* [REQUIREMENT] Rewrite the rows that begin with the line containing "negative clicks: (8, 40)" and end with the line containing "positive clicks: (47, 212) (64, 50) (1, 186)", replacing "rough mask" with "coarse mask" and leaving everything else the same.

* [RECORD SET]
--- START ---

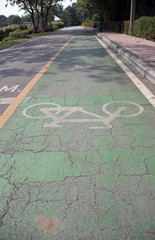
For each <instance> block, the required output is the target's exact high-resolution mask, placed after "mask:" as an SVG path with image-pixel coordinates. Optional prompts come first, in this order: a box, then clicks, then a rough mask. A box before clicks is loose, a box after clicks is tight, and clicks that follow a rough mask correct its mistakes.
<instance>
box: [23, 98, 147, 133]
mask: <svg viewBox="0 0 155 240" xmlns="http://www.w3.org/2000/svg"><path fill="white" fill-rule="evenodd" d="M109 105H113V106H114V111H113V112H112V113H111V112H109V111H108V110H107V107H108V106H109ZM117 105H118V106H117ZM133 107H134V109H136V112H134V113H132V114H130V115H129V114H121V113H122V112H124V111H125V110H128V109H127V108H133ZM37 110H38V114H39V116H35V112H36V111H37ZM102 110H103V112H104V113H106V114H107V115H108V117H104V116H100V115H99V114H95V113H91V112H88V111H85V110H84V109H83V107H62V106H61V105H59V104H56V103H37V104H34V105H30V106H29V107H27V108H25V109H24V111H23V115H24V117H27V118H30V119H47V118H51V119H52V122H51V123H44V124H43V127H59V128H60V127H62V126H61V125H59V123H99V122H100V123H103V125H104V126H94V127H90V129H110V128H112V125H111V124H110V123H111V122H112V121H113V120H114V119H115V118H118V117H136V116H138V115H140V114H142V113H143V111H144V108H143V107H142V106H141V105H139V104H136V103H133V102H128V101H114V102H110V103H106V104H104V105H103V106H102ZM130 110H131V109H130ZM29 111H30V113H31V114H32V115H31V114H30V113H28V112H29ZM41 112H42V113H43V115H42V116H40V113H41ZM62 112H64V114H63V115H61V116H58V114H60V113H62ZM75 112H80V113H83V114H85V115H87V116H89V117H90V116H91V117H93V118H82V119H81V118H71V119H70V118H68V117H69V116H71V115H72V114H74V113H75Z"/></svg>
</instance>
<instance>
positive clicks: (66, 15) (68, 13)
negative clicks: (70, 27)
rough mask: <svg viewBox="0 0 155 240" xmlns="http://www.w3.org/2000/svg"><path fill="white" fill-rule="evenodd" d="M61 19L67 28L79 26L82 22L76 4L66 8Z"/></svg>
mask: <svg viewBox="0 0 155 240" xmlns="http://www.w3.org/2000/svg"><path fill="white" fill-rule="evenodd" d="M60 17H61V19H62V21H63V22H64V23H65V25H66V26H77V25H80V24H81V22H82V21H81V17H80V15H79V12H78V9H77V4H76V3H73V4H72V6H68V7H67V8H65V9H64V11H63V12H62V14H61V15H60Z"/></svg>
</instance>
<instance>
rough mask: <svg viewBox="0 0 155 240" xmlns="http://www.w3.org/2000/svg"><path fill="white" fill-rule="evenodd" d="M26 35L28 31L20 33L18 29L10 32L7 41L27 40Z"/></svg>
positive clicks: (27, 30)
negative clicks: (8, 40)
mask: <svg viewBox="0 0 155 240" xmlns="http://www.w3.org/2000/svg"><path fill="white" fill-rule="evenodd" d="M28 34H29V31H28V30H24V31H21V30H20V29H16V30H15V31H13V32H10V34H9V39H17V38H27V37H28Z"/></svg>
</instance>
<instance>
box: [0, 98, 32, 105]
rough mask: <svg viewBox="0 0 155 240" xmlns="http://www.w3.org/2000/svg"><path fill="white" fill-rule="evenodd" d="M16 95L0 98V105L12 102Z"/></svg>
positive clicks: (7, 103)
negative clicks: (4, 97) (14, 95)
mask: <svg viewBox="0 0 155 240" xmlns="http://www.w3.org/2000/svg"><path fill="white" fill-rule="evenodd" d="M15 99H16V97H13V98H0V105H5V104H10V103H12V102H13V101H14V100H15ZM25 99H27V100H28V99H31V97H26V98H25Z"/></svg>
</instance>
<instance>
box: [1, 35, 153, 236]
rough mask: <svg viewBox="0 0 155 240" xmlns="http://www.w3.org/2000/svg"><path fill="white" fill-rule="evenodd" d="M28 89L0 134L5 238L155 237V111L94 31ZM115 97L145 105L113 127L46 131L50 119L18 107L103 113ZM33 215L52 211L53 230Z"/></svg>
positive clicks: (47, 212) (64, 50) (1, 186)
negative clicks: (95, 33) (23, 100)
mask: <svg viewBox="0 0 155 240" xmlns="http://www.w3.org/2000/svg"><path fill="white" fill-rule="evenodd" d="M83 33H84V34H83ZM80 65H94V66H95V67H93V68H91V69H86V70H80V69H76V67H75V66H80ZM28 96H30V97H32V98H31V99H30V100H27V99H25V100H24V101H23V102H22V104H21V105H20V106H19V107H18V109H17V110H16V112H15V113H14V115H13V116H12V117H11V118H10V120H9V121H8V122H7V123H6V125H5V127H4V128H3V129H2V131H1V133H0V139H1V142H0V169H1V173H0V177H1V181H0V193H1V196H0V203H1V204H0V239H1V240H6V239H9V240H15V239H16V240H21V239H22V240H24V239H25V240H26V239H32V240H39V239H41V240H44V239H45V240H46V239H57V240H59V239H61V240H62V239H64V240H72V239H76V240H82V239H83V240H84V239H97V240H100V239H101V240H102V239H108V240H109V239H115V240H116V239H119V240H120V239H139V240H141V239H149V240H150V239H154V235H153V233H154V227H155V222H154V209H155V204H154V198H153V196H154V191H153V188H154V186H155V180H154V179H155V177H154V174H155V173H154V166H153V164H154V162H153V160H154V156H155V151H154V149H155V148H154V131H153V120H154V117H155V114H154V112H153V108H152V107H151V105H150V104H149V103H148V101H147V100H146V99H145V98H144V97H143V95H142V94H141V93H140V92H139V91H138V90H137V88H136V87H135V86H134V85H133V83H132V82H131V81H130V80H129V78H128V77H127V76H126V75H125V73H123V72H122V70H121V69H120V68H119V66H118V65H117V64H116V63H115V62H114V61H113V60H112V59H111V58H110V56H109V55H107V53H106V51H105V50H104V49H103V48H102V47H101V46H100V45H99V43H98V42H97V41H96V40H95V38H94V37H93V36H92V35H91V34H88V33H86V32H85V31H84V32H81V34H79V35H78V36H77V37H75V38H74V39H73V40H72V41H71V42H70V44H69V45H68V46H67V47H66V48H65V49H64V51H63V52H62V53H61V55H59V56H58V57H57V59H56V60H55V62H54V63H53V64H52V65H51V66H50V67H49V69H48V70H47V72H46V73H45V74H44V75H43V77H42V78H41V79H40V80H39V82H38V83H37V84H36V86H35V87H34V88H33V89H32V91H31V92H30V93H29V95H28ZM113 101H131V102H135V103H138V104H140V105H142V106H143V107H144V109H145V111H144V113H143V114H141V115H139V116H137V117H133V118H116V119H115V120H113V122H112V125H113V127H112V129H109V130H106V129H102V130H92V129H90V128H89V127H90V126H91V125H92V123H91V124H90V123H84V124H82V123H72V124H69V123H61V125H62V128H44V127H43V124H44V122H45V120H46V121H47V122H50V121H51V119H38V120H34V119H28V118H25V117H24V116H23V114H22V113H23V110H24V109H25V108H27V107H28V106H30V105H33V104H37V103H47V102H49V103H52V102H54V103H57V104H60V105H61V106H78V107H80V106H81V107H83V108H84V109H85V110H87V111H90V112H93V113H96V114H99V115H103V116H105V117H106V114H105V113H103V111H102V105H103V104H105V103H108V102H113ZM131 110H132V109H131ZM36 111H37V109H36ZM129 111H130V110H129ZM128 113H130V112H128ZM34 114H35V113H34ZM75 116H76V117H78V115H77V113H76V115H75ZM75 116H74V117H75ZM80 117H81V116H80ZM93 125H94V123H93ZM37 216H44V217H49V218H51V217H54V218H55V219H56V220H57V221H58V227H57V230H56V232H53V231H46V232H43V231H42V229H40V228H39V227H38V226H36V225H35V218H36V217H37Z"/></svg>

--- END ---

* [EXERCISE SOLUTION]
negative clicks: (8, 40)
mask: <svg viewBox="0 0 155 240" xmlns="http://www.w3.org/2000/svg"><path fill="white" fill-rule="evenodd" d="M28 34H29V31H28V30H24V31H21V30H20V29H16V30H15V31H13V32H10V34H9V39H17V38H27V37H28Z"/></svg>
</instance>
<instance>
box: [0, 98, 32, 105]
coarse mask: <svg viewBox="0 0 155 240" xmlns="http://www.w3.org/2000/svg"><path fill="white" fill-rule="evenodd" d="M16 95L0 98V105L12 102Z"/></svg>
positive clicks: (7, 103)
negative clicks: (4, 97) (14, 95)
mask: <svg viewBox="0 0 155 240" xmlns="http://www.w3.org/2000/svg"><path fill="white" fill-rule="evenodd" d="M15 99H16V97H13V98H0V105H5V104H10V103H12V102H13V101H14V100H15ZM25 99H27V100H28V99H31V97H26V98H25Z"/></svg>
</instance>
<instance>
box: [1, 35, 153, 236]
coarse mask: <svg viewBox="0 0 155 240" xmlns="http://www.w3.org/2000/svg"><path fill="white" fill-rule="evenodd" d="M28 89L0 134L5 238L155 237V111L94 31ZM115 97L145 105L113 127L46 131L50 119L18 107L103 113ZM33 215L52 211L53 230Z"/></svg>
positive clicks: (47, 212) (64, 50) (1, 186)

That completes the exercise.